§ DATA RECORDS:
►

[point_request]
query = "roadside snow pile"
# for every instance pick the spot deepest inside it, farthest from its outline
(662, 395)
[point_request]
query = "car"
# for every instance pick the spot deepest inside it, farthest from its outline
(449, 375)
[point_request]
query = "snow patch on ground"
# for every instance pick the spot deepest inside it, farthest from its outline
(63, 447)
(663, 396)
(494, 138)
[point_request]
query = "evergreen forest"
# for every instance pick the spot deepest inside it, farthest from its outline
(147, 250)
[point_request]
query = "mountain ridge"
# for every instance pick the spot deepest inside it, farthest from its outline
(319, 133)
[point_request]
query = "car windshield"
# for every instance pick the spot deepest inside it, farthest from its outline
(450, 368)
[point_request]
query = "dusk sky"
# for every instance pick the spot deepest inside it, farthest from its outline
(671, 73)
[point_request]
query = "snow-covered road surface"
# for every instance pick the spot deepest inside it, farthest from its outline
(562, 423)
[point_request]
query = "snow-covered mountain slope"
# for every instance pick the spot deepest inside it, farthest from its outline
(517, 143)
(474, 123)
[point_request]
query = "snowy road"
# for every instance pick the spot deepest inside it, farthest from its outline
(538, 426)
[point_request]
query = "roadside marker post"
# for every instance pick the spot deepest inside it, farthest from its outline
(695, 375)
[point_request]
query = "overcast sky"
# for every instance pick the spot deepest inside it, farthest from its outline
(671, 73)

◄
►

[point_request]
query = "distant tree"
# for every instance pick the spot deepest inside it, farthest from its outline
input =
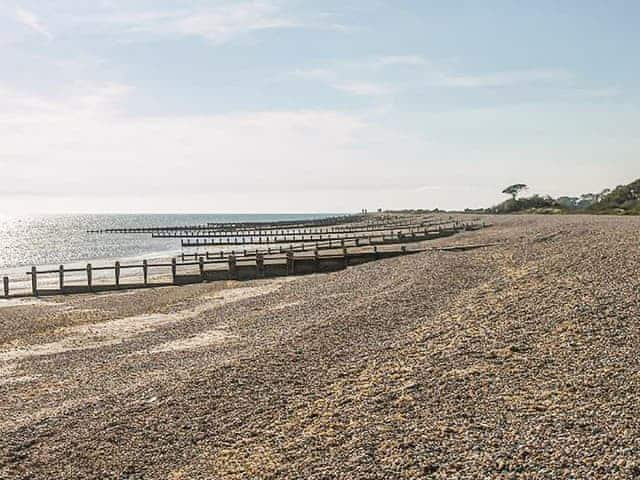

◄

§ WHAT NEEDS TO BE DONE:
Search the entries for the string "covered". Copy every line that has it.

§ RESPONSE AREA:
query = "snow-covered road surface"
query = "snow-covered mountain slope"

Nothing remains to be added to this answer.